**Try it**
It would help if you retyped the data exactly, leaving out the pictures.

**Data for this task**
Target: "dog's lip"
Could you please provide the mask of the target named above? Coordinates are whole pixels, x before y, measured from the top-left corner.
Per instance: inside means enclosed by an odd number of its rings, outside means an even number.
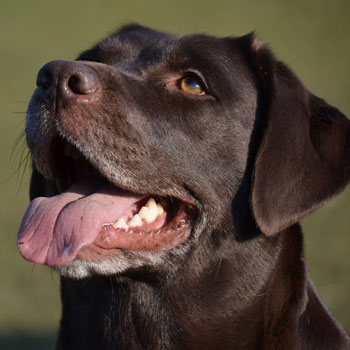
[[[143,231],[136,228],[132,232],[123,232],[106,225],[94,242],[79,250],[76,259],[98,263],[113,258],[119,250],[152,253],[176,248],[190,237],[194,217],[194,211],[181,203],[174,217],[158,230]],[[118,244],[114,242],[115,237]],[[130,248],[135,239],[141,241],[138,249]]]
[[[62,142],[62,141],[61,141]],[[140,195],[145,197],[168,197],[168,198],[175,198],[176,200],[185,203],[187,206],[192,208],[198,208],[199,203],[197,199],[195,199],[187,190],[185,189],[179,189],[179,187],[174,186],[173,188],[167,188],[167,189],[149,189],[147,191],[140,191],[138,189],[135,189],[132,185],[129,185],[126,182],[117,181],[114,176],[111,176],[109,173],[106,173],[101,167],[96,164],[92,159],[90,159],[88,152],[85,152],[84,149],[78,150],[78,148],[70,143],[69,141],[63,141],[62,147],[62,154],[67,157],[68,159],[71,159],[73,162],[77,162],[78,165],[80,163],[88,164],[90,169],[83,169],[82,171],[85,172],[85,176],[87,179],[93,178],[94,181],[98,182],[108,182],[115,186],[116,188],[119,188],[123,191],[127,191],[130,193],[134,193],[135,195]],[[57,168],[56,168],[57,169]],[[89,171],[93,170],[95,175],[90,176]],[[57,170],[54,172],[56,175],[54,175],[54,180],[57,185],[57,188],[59,192],[63,192],[67,185],[63,185],[63,180],[58,174]],[[72,185],[72,184],[69,184]]]
[[[62,154],[64,157],[72,155],[69,147]],[[80,151],[74,155],[74,161],[78,161],[78,165],[81,157],[85,158]],[[88,159],[85,158],[84,161],[91,166]],[[64,168],[65,162],[62,165]],[[106,257],[103,252],[108,250],[168,250],[189,238],[197,212],[197,206],[189,195],[173,195],[170,191],[140,193],[114,179],[109,181],[108,174],[95,169],[94,174],[88,177],[89,180],[84,177],[74,179],[74,184],[71,183],[69,188],[62,185],[57,195],[37,198],[31,202],[18,236],[18,247],[25,259],[58,266],[84,256],[86,260],[96,261],[96,256]],[[55,172],[53,171],[54,174]],[[62,183],[59,177],[55,180]],[[130,214],[130,208],[134,208],[136,203],[145,198],[164,196],[179,203],[177,209],[167,209],[167,218],[170,217],[168,221],[163,218],[160,223],[150,225],[148,231],[136,229],[136,232],[131,230],[126,233],[108,225],[125,213]],[[146,228],[149,226],[146,225]],[[91,257],[91,254],[86,254],[96,249],[99,250],[97,255],[92,254]]]

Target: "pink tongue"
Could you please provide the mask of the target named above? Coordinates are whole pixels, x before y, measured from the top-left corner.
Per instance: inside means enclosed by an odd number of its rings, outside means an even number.
[[[34,199],[24,215],[17,245],[21,255],[46,265],[64,265],[92,243],[103,224],[116,221],[141,195],[112,185],[75,183],[57,196]]]

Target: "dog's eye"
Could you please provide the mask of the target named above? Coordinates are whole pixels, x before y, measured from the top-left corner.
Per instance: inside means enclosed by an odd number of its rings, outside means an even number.
[[[203,87],[202,82],[192,76],[187,76],[179,81],[179,88],[188,94],[192,95],[204,95],[205,94],[205,89]]]

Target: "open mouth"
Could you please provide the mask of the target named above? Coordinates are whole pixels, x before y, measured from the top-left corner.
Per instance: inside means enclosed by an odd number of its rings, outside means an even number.
[[[118,249],[166,250],[189,237],[192,204],[111,184],[63,140],[52,150],[59,194],[30,203],[18,234],[25,259],[51,266],[100,261]]]

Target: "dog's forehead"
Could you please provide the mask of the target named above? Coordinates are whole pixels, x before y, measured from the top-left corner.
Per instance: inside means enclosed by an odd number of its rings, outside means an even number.
[[[102,40],[99,47],[104,60],[142,65],[159,61],[170,49],[171,40],[171,35],[144,27],[129,26]]]
[[[132,25],[103,39],[81,54],[79,59],[144,70],[159,62],[167,62],[170,66],[186,62],[224,65],[228,58],[232,58],[229,51],[227,41],[222,38],[204,34],[172,35]]]

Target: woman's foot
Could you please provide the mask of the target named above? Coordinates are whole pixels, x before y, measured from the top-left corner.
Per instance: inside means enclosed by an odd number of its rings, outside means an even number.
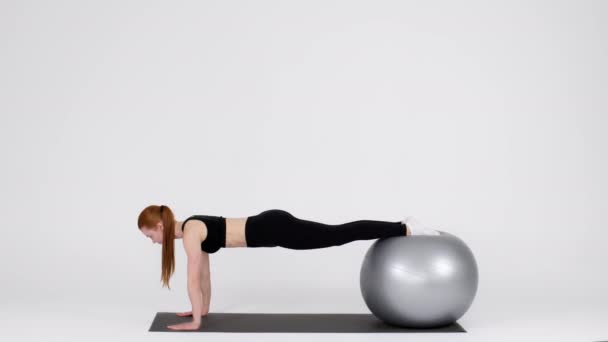
[[[406,227],[406,235],[440,235],[439,231],[431,229],[415,219],[413,216],[406,217],[401,221]]]

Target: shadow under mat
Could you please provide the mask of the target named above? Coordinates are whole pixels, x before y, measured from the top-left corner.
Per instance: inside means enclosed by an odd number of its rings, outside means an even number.
[[[173,330],[168,325],[192,321],[175,312],[158,312],[148,331],[239,333],[447,333],[466,332],[460,324],[437,328],[404,328],[387,324],[373,314],[327,313],[228,313],[210,312],[201,317],[198,330]]]

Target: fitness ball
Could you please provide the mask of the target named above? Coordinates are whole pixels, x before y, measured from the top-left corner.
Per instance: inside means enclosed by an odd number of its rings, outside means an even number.
[[[443,231],[374,241],[359,277],[363,300],[374,316],[411,328],[456,322],[473,303],[477,281],[469,247]]]

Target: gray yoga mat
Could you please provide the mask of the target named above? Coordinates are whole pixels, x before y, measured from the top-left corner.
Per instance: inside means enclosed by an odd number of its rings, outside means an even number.
[[[403,328],[379,320],[373,314],[228,313],[210,312],[201,317],[198,330],[172,330],[168,325],[192,321],[175,312],[158,312],[148,331],[239,333],[447,333],[466,332],[453,323],[438,328]]]

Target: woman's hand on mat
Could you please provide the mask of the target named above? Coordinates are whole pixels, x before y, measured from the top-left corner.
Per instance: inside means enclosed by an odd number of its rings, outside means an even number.
[[[173,330],[198,330],[201,327],[200,321],[185,322],[180,324],[169,325],[167,328]]]

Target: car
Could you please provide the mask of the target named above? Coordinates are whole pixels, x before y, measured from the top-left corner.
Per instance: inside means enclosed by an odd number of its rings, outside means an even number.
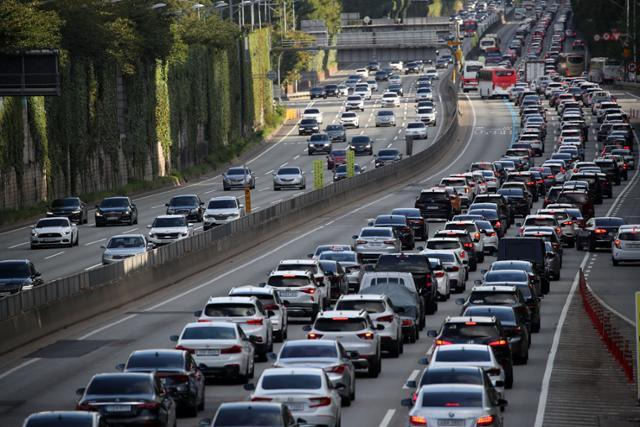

**Answer for the task**
Target: "dog's lip"
Could you please provide the mask of the target named above? Coordinates are whole pixels, x before y, measured from the top-left corner.
Per instance: inside means enclosed by an odd number of its rings, outside means an even number.
[[[143,231],[136,228],[132,232],[123,232],[106,225],[94,242],[79,250],[76,259],[98,263],[113,258],[119,250],[152,253],[176,248],[190,237],[194,217],[194,211],[181,203],[174,217],[158,230]],[[118,244],[114,242],[115,237]],[[130,248],[135,239],[141,241],[138,249]]]
[[[62,142],[62,141],[61,141]],[[140,195],[145,197],[168,197],[168,198],[175,198],[176,200],[185,203],[187,206],[192,208],[198,208],[199,203],[197,199],[195,199],[187,190],[185,189],[179,189],[179,187],[174,186],[173,188],[167,188],[167,189],[149,189],[147,191],[140,191],[138,189],[135,189],[132,185],[129,185],[126,182],[117,181],[114,176],[111,176],[109,173],[106,173],[101,167],[96,164],[92,159],[90,159],[88,152],[85,152],[84,149],[78,150],[78,148],[70,143],[69,141],[63,141],[62,147],[62,154],[67,157],[68,159],[71,159],[73,162],[77,162],[78,165],[80,163],[88,164],[90,169],[83,169],[82,171],[85,172],[85,176],[87,179],[93,178],[94,181],[98,182],[108,182],[115,186],[116,188],[119,188],[123,191],[127,191],[130,193],[134,193],[135,195]],[[57,168],[56,168],[57,169]],[[89,171],[93,170],[95,175],[90,176]],[[57,170],[54,172],[56,175],[54,175],[54,180],[57,185],[57,188],[59,192],[63,192],[67,185],[63,185],[63,180],[58,174]],[[72,185],[72,184],[69,184]]]
[[[62,154],[64,157],[72,155],[69,147]],[[80,151],[74,155],[74,161],[78,161],[78,165],[81,157],[85,158]],[[88,159],[85,158],[84,161],[91,166]],[[64,168],[65,162],[62,165]],[[106,257],[103,252],[108,250],[168,250],[189,238],[197,212],[197,206],[189,195],[173,195],[170,191],[140,193],[114,179],[109,181],[108,174],[95,169],[94,174],[88,177],[89,180],[84,177],[74,179],[74,184],[71,183],[69,188],[62,185],[57,195],[37,198],[31,202],[18,236],[18,247],[25,259],[58,266],[84,256],[86,260],[96,261],[96,256]],[[55,172],[53,171],[54,174]],[[62,183],[59,177],[55,180]],[[130,214],[130,208],[134,208],[136,203],[145,198],[164,196],[179,203],[177,209],[167,209],[167,218],[170,217],[168,221],[163,218],[160,223],[150,225],[148,231],[136,229],[136,232],[131,230],[126,233],[108,225],[125,213]],[[146,228],[149,226],[146,225]],[[91,257],[91,254],[86,254],[96,249],[99,250],[97,255],[92,254]]]

Target: "pink tongue"
Could you please provide the mask of the target named above? Coordinates are whole pixels, x before y, measured from the top-left corner.
Per instance: inside means enclosed by an odd number of its rings, outside means an even number.
[[[34,199],[24,215],[17,245],[21,255],[46,265],[64,265],[92,243],[103,224],[116,221],[141,195],[112,185],[75,183],[57,196]]]

Target: "dog's eye"
Could you please provide the mask of the target named above? Coordinates are whole pixels, x before y, measured from the top-left corner.
Per instance: inside means enclosed by an odd number of its rings, outside means an even number.
[[[203,87],[202,82],[192,76],[187,76],[179,81],[179,88],[188,94],[192,95],[204,95],[205,94],[205,89]]]

Target: "open mouth"
Could you please provide the mask of the target named above? Coordinates are whole pixels, x before y, measured from the top-left corner.
Per instance: inside means enclosed by an odd number of its rings, outside means an even number.
[[[118,249],[166,250],[189,237],[192,204],[111,184],[63,140],[52,150],[59,194],[30,203],[18,234],[25,259],[51,266],[100,261]]]

Target: "dog's forehead"
Could you please provide the mask of the target named above? Coordinates are whole pixels, x before y, measured from the top-left corner.
Per instance: inside means enclosed by an odd number of its rings, outside means an even number.
[[[102,40],[99,47],[104,60],[142,65],[159,61],[170,49],[171,40],[171,35],[144,27],[129,26]]]
[[[132,25],[103,39],[81,54],[79,59],[144,70],[159,62],[167,62],[170,66],[186,62],[224,65],[228,58],[232,58],[229,51],[227,41],[222,38],[204,34],[172,35]]]

Target: woman's foot
Could you please provide the mask of the target named above? Coordinates are whole pixels, x before y, measured from the top-left corner.
Per instance: inside means enclosed by an odd number of its rings, outside means an even number.
[[[406,227],[406,235],[440,235],[439,231],[431,229],[415,219],[413,216],[406,217],[401,221]]]

Target: shadow under mat
Could you please provide the mask of the target named above? Coordinates are whole pixels, x before y, measured from the top-left corner.
Per instance: inside means enclosed by an odd number of its rings, outside means an even number.
[[[173,330],[168,325],[192,321],[175,312],[158,312],[148,331],[239,333],[447,333],[466,332],[460,324],[437,328],[404,328],[387,324],[373,314],[327,313],[228,313],[210,312],[201,317],[198,330]]]

Target: fitness ball
Could you please provide the mask of the target named above? Coordinates are whole pixels, x before y, measured from the top-left corner.
Per instance: inside means enclosed by an odd number of its rings, outside means an even number.
[[[443,231],[374,241],[359,277],[363,300],[374,316],[411,328],[456,322],[473,303],[477,281],[469,247]]]

Target: gray yoga mat
Could you please provide the mask of the target named above? Coordinates are whole pixels, x before y, measured from the top-left corner.
Per instance: inside means enclosed by an odd number of its rings, outside means an even number.
[[[403,328],[379,320],[373,314],[228,313],[210,312],[201,317],[198,330],[172,330],[168,325],[192,321],[175,312],[158,312],[148,331],[239,333],[447,333],[466,332],[453,323],[438,328]]]

Target: woman's hand on mat
Could you please provide the mask of the target named above? Coordinates are whole pixels, x before y, measured from the top-left corner.
Per instance: inside means enclosed by an odd number of its rings, outside means an even number.
[[[173,330],[198,330],[201,327],[200,321],[185,322],[180,324],[169,325],[167,328]]]

Target: car
Could you please provide the mask of the target named above? Coordinates are whole pixels, x before y, measured from the top-left corner.
Per instance: inside means enclosed by an odd number of its rings, outside means an even number.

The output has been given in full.